• _PASSAGE SHOWN_
______________________________

4. Trolleybuses were an inconvenience if they disconnected from the contact wire, and would require the conductor to reconnect the poles manually.

An additional reason given was that trolleybus infrastructure causes visual pollution, 'causes electrocution incidents' and the unstable voltages caused unreliable services. However, according to workers of the transport department, there were only 13 substations and most of them were built in the 1970s and 1980s. Later on, they were continuously upgraded and were not outdated, and neither was the contact network.

______________________________

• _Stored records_

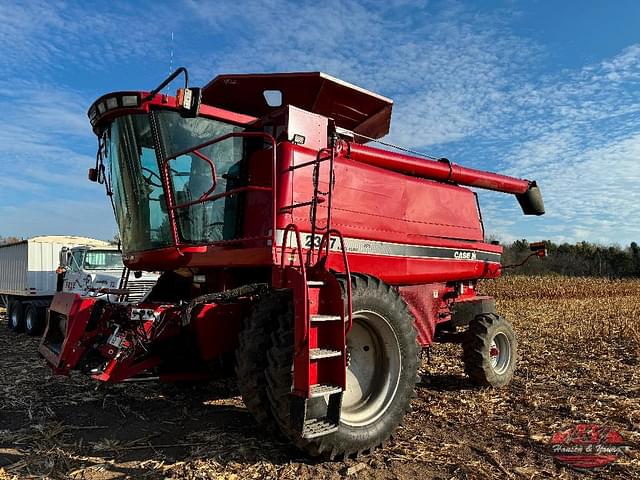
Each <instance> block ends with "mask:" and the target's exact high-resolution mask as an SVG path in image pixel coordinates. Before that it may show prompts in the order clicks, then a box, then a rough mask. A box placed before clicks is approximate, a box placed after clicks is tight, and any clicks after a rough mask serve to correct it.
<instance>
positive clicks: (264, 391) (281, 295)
mask: <svg viewBox="0 0 640 480" xmlns="http://www.w3.org/2000/svg"><path fill="white" fill-rule="evenodd" d="M286 310H287V298H286V297H283V295H282V294H277V293H272V294H271V295H269V296H268V297H265V298H263V299H261V300H260V301H259V302H258V303H257V304H256V306H255V307H254V309H253V311H252V312H251V314H250V315H249V316H248V317H247V318H245V319H244V320H243V326H242V331H241V332H240V335H239V338H238V348H237V349H236V363H235V371H236V379H237V384H238V390H240V393H241V394H242V400H243V401H244V404H245V406H246V407H247V410H249V412H250V413H251V414H252V415H253V417H254V418H255V420H256V421H257V422H258V424H259V425H260V426H261V427H263V428H266V429H267V430H270V431H277V430H278V426H277V423H276V421H275V419H274V418H273V414H272V413H271V407H270V404H269V398H268V397H267V392H266V388H267V380H266V378H265V366H266V364H267V351H268V350H269V348H270V347H271V333H272V332H273V330H274V328H275V326H276V322H277V321H276V318H277V317H278V316H279V315H282V314H283V312H286Z"/></svg>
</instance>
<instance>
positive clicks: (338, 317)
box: [311, 315, 342, 322]
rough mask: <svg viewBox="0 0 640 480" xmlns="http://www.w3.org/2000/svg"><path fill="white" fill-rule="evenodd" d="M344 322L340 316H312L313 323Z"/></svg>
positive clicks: (341, 317)
mask: <svg viewBox="0 0 640 480" xmlns="http://www.w3.org/2000/svg"><path fill="white" fill-rule="evenodd" d="M339 320H342V317H340V315H311V321H312V322H336V321H339Z"/></svg>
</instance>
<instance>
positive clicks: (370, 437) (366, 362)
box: [267, 275, 419, 459]
mask: <svg viewBox="0 0 640 480" xmlns="http://www.w3.org/2000/svg"><path fill="white" fill-rule="evenodd" d="M344 290H345V288H344V285H343V291H344ZM352 292H353V294H352V309H353V328H352V329H351V331H350V332H349V333H348V335H347V351H348V360H347V363H348V366H347V388H346V390H345V392H344V393H343V398H342V408H341V420H340V424H339V428H338V431H337V432H334V433H331V434H328V435H325V436H322V437H316V438H312V439H306V438H302V436H301V434H300V432H298V431H296V430H295V429H294V428H293V426H292V421H291V418H290V412H289V396H290V392H291V385H292V363H293V310H292V308H290V309H289V311H288V314H287V315H281V316H279V318H278V329H277V330H276V331H275V332H274V334H273V341H272V343H273V345H272V347H271V349H270V351H269V355H268V366H267V380H268V388H267V392H268V394H269V399H270V401H271V407H272V411H273V413H274V416H275V418H276V420H277V421H278V424H279V425H280V429H281V430H282V431H283V433H284V434H285V435H287V436H288V437H289V438H290V439H291V440H292V441H293V442H294V443H295V444H296V445H297V446H298V447H299V448H301V449H302V450H304V451H305V452H307V453H308V454H310V455H313V456H318V455H322V456H325V457H328V458H331V459H333V458H336V457H344V458H346V457H348V456H350V455H353V454H356V455H358V454H360V453H362V452H365V451H371V450H373V449H374V448H376V447H378V446H380V445H382V444H383V443H384V442H386V441H387V440H388V438H389V437H390V436H391V435H392V434H393V432H394V431H395V430H396V428H397V427H398V426H399V425H400V424H401V423H402V420H403V418H404V416H405V414H406V413H407V412H408V411H409V409H410V402H411V399H412V397H413V396H414V390H415V383H416V378H417V376H416V375H417V370H418V364H419V362H418V353H419V347H418V344H417V341H416V331H415V328H414V325H413V323H414V319H413V316H412V315H411V314H410V313H409V310H408V307H407V304H406V303H405V302H404V300H403V299H402V298H401V297H400V295H399V294H398V292H397V290H395V289H393V288H391V287H390V286H389V285H386V284H385V283H383V282H381V281H380V280H378V279H376V278H373V277H369V276H364V275H352ZM320 400H321V401H324V400H322V399H320ZM310 403H312V402H310ZM309 408H310V409H312V408H313V407H312V405H311V404H310V405H309Z"/></svg>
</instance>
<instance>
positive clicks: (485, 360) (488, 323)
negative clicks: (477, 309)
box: [462, 313, 518, 388]
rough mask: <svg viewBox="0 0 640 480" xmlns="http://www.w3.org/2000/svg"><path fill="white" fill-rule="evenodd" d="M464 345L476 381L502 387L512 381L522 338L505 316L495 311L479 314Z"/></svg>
mask: <svg viewBox="0 0 640 480" xmlns="http://www.w3.org/2000/svg"><path fill="white" fill-rule="evenodd" d="M462 348H463V359H464V368H465V372H466V373H467V375H468V376H469V378H470V379H471V381H472V382H473V383H475V384H476V385H479V386H483V387H494V388H501V387H504V386H506V385H507V384H508V383H509V382H511V379H512V378H513V373H514V371H515V368H516V364H517V350H518V341H517V339H516V335H515V333H514V331H513V328H512V327H511V324H510V323H509V322H507V321H506V320H505V319H504V318H502V317H500V316H498V315H496V314H493V313H489V314H484V315H478V316H477V317H475V318H474V319H473V320H472V321H471V322H470V323H469V329H468V330H467V333H466V335H465V338H464V341H463V343H462Z"/></svg>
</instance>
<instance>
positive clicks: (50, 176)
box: [0, 0, 640, 245]
mask: <svg viewBox="0 0 640 480" xmlns="http://www.w3.org/2000/svg"><path fill="white" fill-rule="evenodd" d="M639 25H640V2H637V1H616V2H604V1H599V2H596V1H580V2H578V1H575V2H572V1H565V2H552V1H538V2H536V1H526V2H525V1H491V2H489V1H483V2H451V1H444V2H443V1H405V0H387V1H385V2H374V1H356V0H326V1H323V2H317V1H315V2H294V1H275V0H265V1H244V2H243V1H238V0H236V1H215V2H213V1H210V2H197V1H194V0H185V1H179V2H157V1H156V2H66V1H55V0H53V1H46V2H36V1H33V2H29V1H24V2H12V1H5V0H0V72H1V73H0V112H2V122H1V123H0V235H2V236H8V235H17V236H31V235H37V234H54V233H57V234H78V235H89V236H94V237H99V238H111V237H112V236H113V234H114V233H115V232H116V229H115V223H114V221H113V213H112V211H111V207H110V205H109V203H108V201H107V198H106V197H105V195H104V190H103V189H102V188H101V186H97V185H95V184H92V183H90V182H88V181H86V171H87V168H88V167H90V166H91V165H92V164H93V163H94V156H95V147H96V142H95V138H94V137H93V136H92V133H91V130H90V128H89V124H88V122H87V119H86V110H87V108H88V106H89V105H90V104H91V103H92V101H93V100H94V99H95V98H97V97H98V96H100V95H102V94H103V93H106V92H109V91H114V90H123V89H141V90H142V89H149V88H152V87H153V86H155V85H156V84H157V83H159V81H160V80H162V78H164V77H165V76H166V75H167V73H168V71H169V64H170V52H171V49H172V43H171V32H173V34H174V41H173V66H174V68H175V67H176V66H179V65H184V66H186V67H188V68H189V70H190V73H191V77H192V83H193V84H204V83H206V82H207V81H208V80H209V79H211V78H213V77H214V76H215V75H217V74H219V73H235V72H269V71H301V70H312V71H317V70H321V71H325V72H327V73H329V74H331V75H334V76H337V77H339V78H341V79H344V80H346V81H349V82H352V83H355V84H357V85H359V86H362V87H364V88H368V89H370V90H373V91H375V92H377V93H380V94H383V95H385V96H388V97H390V98H392V99H393V100H394V102H395V104H394V113H393V119H392V130H391V133H390V135H389V136H388V137H387V140H388V141H391V142H394V143H400V144H402V145H405V146H408V147H412V148H415V149H420V150H423V151H425V152H428V153H432V154H435V155H442V156H446V157H448V158H449V159H451V160H453V161H454V162H457V163H460V164H463V165H468V166H472V167H475V168H483V169H488V170H493V171H500V172H504V173H508V174H511V175H515V176H522V177H526V178H533V179H536V180H538V182H539V184H540V185H541V187H542V192H543V195H544V198H545V203H546V207H547V212H548V213H547V214H546V215H545V216H543V217H539V218H538V217H536V218H532V217H524V216H523V215H522V213H521V212H520V210H519V208H518V206H517V203H516V201H515V199H514V198H513V197H511V196H508V195H502V194H497V193H486V192H482V193H480V201H481V205H482V207H483V215H484V219H485V224H486V228H487V232H488V233H491V234H494V235H496V236H497V237H499V238H501V239H504V240H511V239H515V238H528V239H531V240H536V239H543V238H544V239H552V240H554V241H559V242H562V241H570V242H574V241H580V240H589V241H596V242H600V243H619V244H622V245H626V244H628V243H629V242H631V241H633V240H636V241H640V220H639V219H638V215H637V212H638V208H639V205H640V188H639V187H638V186H639V185H640V28H639V27H638V26H639Z"/></svg>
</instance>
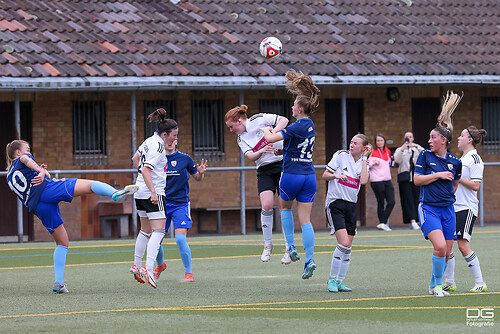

______________________________

• _TASK A_
Answer these questions from the passage on trolleybuses:
(i) Who had to reconnect the poles when a trolleybus disconnected from the contact wire?
(ii) How many substations were there, according to workers of the transport department?
(iii) In which decades were most of those substations built?
• _TASK B_
Write a continuation of the passage on trolleybuses, starting after its last sentence.
None of the stored entries are needed here.

• _ANSWER SECTION A_
(i) The conductor.
(ii) 13.
(iii) The 1970s and 1980s.

• _ANSWER SECTION B_
Despite claims of outdated vehicles, part of the fleet was relatively new, having served only 3–7 years and most trolleybuses were built in 1995–1996, had a national standard of 10 years of service and could run at 50 km/h. 350 trolleybuses would be sold to other cities, such as Harbin and Zhengzhou. There was support for this government plan to demolish trolleybuses, as the government had for many years provided insufficient maintenance to the contact network, which led to citizens believing that the trolleybus was indeed an inefficient mode of transport with the trolley poles constantly disconnecting showing its apparent inefficiency. Trolleybuses were similarly poorly maintained, due to the operational model where trolleybuses were leased to drivers, which encouraged drivers not to send their vehicles to major overhauls, and with the insufficient repairs conducted by drivers, trolleybuses usually ran at slow speeds with faults that contributed to the negatives perceived by citizens, though initially, the plan was well received in improving efficiency. Through the 'Electricity to Gas' program, the city administration was able to receive funding from higher up and would allow an increase in income.

The trolleybus was declared an obsolete form of transport and trolleybuses service in Shenyang ended at 22:30, 19 June 1999 when the last route 10 car terminated.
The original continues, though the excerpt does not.